** BEGIN EXTRACTED DATA **

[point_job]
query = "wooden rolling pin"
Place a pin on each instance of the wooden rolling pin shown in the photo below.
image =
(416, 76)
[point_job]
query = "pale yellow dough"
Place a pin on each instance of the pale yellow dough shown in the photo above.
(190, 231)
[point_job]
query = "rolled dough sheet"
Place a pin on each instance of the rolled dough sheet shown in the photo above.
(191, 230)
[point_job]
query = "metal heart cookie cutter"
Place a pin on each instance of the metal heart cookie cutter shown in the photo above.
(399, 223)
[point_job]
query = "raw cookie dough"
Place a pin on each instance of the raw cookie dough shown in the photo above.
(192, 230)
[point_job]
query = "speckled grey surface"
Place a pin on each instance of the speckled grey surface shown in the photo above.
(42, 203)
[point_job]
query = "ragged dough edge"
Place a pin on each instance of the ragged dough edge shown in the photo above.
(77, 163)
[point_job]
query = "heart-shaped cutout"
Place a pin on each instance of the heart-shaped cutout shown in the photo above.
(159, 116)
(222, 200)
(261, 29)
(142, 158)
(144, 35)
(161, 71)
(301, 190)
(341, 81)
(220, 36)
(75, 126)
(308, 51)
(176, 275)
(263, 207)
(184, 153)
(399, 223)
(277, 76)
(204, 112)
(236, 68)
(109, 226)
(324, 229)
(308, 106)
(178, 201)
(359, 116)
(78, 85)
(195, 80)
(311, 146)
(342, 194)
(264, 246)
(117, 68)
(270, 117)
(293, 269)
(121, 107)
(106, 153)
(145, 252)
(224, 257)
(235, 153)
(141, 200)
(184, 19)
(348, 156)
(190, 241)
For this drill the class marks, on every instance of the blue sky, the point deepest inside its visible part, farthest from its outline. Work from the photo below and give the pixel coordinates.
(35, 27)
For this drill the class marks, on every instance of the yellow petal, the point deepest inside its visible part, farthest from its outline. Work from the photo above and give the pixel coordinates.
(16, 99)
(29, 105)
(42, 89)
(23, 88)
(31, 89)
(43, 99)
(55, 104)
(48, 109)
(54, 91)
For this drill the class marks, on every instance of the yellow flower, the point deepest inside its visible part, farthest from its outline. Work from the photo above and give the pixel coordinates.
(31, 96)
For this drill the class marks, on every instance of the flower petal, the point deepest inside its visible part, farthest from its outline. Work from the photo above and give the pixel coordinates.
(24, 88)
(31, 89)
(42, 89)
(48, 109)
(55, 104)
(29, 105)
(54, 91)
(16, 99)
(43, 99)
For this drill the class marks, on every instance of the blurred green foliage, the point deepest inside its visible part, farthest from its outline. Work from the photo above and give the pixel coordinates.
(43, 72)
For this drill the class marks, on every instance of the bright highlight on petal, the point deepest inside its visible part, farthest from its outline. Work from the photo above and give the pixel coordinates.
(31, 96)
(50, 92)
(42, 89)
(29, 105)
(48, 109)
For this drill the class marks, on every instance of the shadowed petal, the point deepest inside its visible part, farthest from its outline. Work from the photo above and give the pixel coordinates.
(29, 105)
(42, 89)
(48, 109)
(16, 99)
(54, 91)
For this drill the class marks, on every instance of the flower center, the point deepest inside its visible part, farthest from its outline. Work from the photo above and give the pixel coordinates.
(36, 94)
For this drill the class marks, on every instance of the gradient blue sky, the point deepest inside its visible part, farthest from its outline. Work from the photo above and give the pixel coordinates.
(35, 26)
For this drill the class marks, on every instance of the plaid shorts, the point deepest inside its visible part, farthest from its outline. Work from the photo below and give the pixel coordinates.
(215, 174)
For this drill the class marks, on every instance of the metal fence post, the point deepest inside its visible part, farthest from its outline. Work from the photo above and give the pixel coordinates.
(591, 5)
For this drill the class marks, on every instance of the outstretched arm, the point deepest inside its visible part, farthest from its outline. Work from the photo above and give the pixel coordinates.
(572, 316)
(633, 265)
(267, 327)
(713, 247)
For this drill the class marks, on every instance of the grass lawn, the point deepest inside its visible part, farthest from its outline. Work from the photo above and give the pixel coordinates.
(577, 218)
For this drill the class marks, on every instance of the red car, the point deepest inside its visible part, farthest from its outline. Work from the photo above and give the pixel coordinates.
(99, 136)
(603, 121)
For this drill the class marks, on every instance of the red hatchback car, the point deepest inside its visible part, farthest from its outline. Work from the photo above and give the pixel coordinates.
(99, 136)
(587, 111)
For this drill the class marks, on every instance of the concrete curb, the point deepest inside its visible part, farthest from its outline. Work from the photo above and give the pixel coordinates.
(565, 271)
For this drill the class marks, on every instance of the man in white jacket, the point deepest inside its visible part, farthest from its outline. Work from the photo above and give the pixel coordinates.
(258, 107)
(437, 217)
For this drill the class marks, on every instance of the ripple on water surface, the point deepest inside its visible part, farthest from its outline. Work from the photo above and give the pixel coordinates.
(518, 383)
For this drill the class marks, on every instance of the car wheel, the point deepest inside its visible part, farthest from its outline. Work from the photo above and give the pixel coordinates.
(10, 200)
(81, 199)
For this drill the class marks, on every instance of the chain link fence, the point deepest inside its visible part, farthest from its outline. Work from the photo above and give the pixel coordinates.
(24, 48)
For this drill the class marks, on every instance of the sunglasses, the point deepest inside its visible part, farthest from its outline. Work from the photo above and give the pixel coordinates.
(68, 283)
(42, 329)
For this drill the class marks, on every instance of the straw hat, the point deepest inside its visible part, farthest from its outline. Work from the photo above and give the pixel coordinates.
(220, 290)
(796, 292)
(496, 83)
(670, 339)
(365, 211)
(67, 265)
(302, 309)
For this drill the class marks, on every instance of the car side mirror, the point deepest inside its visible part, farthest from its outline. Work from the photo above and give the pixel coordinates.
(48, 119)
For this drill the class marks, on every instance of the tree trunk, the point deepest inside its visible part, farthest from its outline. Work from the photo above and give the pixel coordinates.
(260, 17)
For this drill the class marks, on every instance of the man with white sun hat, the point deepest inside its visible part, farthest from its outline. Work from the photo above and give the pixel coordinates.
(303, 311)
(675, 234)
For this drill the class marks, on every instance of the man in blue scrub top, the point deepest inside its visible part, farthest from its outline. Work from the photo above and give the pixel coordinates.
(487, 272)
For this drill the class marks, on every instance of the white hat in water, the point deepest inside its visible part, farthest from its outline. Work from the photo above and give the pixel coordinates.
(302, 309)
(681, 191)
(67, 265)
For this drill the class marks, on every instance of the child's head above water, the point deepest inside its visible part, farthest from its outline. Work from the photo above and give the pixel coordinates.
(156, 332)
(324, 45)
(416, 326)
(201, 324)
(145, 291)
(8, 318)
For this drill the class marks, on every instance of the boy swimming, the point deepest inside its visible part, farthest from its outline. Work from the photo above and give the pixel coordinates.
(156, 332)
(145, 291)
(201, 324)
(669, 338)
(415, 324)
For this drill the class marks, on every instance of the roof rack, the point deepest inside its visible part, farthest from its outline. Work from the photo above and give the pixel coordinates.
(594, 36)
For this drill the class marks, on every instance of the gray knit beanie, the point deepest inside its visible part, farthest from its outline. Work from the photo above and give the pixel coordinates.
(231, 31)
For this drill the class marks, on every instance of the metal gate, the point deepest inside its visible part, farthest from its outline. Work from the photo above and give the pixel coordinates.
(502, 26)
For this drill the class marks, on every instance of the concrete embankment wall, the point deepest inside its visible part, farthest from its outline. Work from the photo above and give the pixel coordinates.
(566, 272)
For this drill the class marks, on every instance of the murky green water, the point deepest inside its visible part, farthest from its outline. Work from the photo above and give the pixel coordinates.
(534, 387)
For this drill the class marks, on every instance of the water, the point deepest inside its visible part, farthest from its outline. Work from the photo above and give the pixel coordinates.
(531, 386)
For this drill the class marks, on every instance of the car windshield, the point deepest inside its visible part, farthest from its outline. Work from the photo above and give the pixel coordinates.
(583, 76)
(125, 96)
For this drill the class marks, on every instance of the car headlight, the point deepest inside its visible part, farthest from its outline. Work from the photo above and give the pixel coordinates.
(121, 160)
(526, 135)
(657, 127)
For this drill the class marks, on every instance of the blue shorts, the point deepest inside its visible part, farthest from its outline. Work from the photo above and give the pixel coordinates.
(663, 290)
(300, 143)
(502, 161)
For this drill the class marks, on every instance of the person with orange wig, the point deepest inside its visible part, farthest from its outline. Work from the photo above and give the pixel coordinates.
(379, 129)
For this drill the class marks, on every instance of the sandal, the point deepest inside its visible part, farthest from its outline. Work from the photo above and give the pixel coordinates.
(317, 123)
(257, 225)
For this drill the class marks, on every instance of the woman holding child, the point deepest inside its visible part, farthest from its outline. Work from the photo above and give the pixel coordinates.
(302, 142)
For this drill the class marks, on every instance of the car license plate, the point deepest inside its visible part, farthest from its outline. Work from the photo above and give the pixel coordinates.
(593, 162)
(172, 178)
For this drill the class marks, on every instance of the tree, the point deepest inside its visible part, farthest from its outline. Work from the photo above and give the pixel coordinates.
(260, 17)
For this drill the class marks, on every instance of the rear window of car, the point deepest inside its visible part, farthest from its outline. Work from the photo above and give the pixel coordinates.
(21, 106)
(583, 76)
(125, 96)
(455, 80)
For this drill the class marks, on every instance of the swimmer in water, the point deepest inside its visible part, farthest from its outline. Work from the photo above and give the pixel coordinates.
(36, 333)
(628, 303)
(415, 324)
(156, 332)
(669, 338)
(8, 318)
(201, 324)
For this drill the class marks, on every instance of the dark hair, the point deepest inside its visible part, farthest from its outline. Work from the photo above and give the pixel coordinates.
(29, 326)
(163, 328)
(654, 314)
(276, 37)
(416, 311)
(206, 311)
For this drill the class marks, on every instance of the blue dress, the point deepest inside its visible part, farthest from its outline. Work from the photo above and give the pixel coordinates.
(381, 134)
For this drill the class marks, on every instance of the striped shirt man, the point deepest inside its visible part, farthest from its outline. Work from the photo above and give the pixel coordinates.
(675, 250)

** END EXTRACTED DATA **

**WHAT YOU WILL DO**: Return the lines above, from the one containing "the sandal, the" to the end, exactly as they stand.

**CORRECT OUTPUT**:
For this drill the class marks, on every instance of the sandal, the point deepest inside its visible part, farthest from its outline. Work from the photo above and give the pixel coordinates.
(317, 123)
(257, 225)
For this drill the class marks, on every instance of the woman holding child, the point deepest inside its visible part, farthest from its outline. Work from the photo above and give the pixel coordinates.
(302, 142)
For this drill the class marks, on every instance of the car license plate, the point deepest inside its visible part, farthest from its outline. Work from the photo above and give the pixel coordinates.
(593, 162)
(172, 178)
For this drill the class marks, on every instance of the tree, the point deepest inside its visible part, farthest from its outline. Work from the photo above and give the pixel coordinates.
(260, 17)
For this drill the class marks, on every instance of the rear window of car, the point deepest inside its visible part, farthest from its outline. Work from the photo above and give the pixel coordinates.
(21, 106)
(583, 76)
(125, 96)
(455, 80)
For this drill the class marks, on every instance of the swimmer in water, the point deepest inside its visible part, farthest from its outline. Work from the photo above and give the pixel coordinates.
(36, 333)
(628, 303)
(415, 324)
(156, 332)
(669, 338)
(8, 318)
(201, 324)
For this drill the class marks, on every instance of the dark hair, the point deepest inside its visible part, farthest from its outline. Work from the photo above and give the pixel coordinates.
(29, 326)
(163, 328)
(654, 314)
(276, 37)
(416, 311)
(206, 311)
For this drill the class marks, on every instance of the blue dress, the point deepest inside its visible part, farthest from its outline. Work from the photo above and give the pixel coordinates.
(381, 134)
For this drill the class marks, on every instance of the striped shirt man, the point deepest inside its visible part, farthest from its outline. Work from the photo above and give the pixel coordinates.
(675, 250)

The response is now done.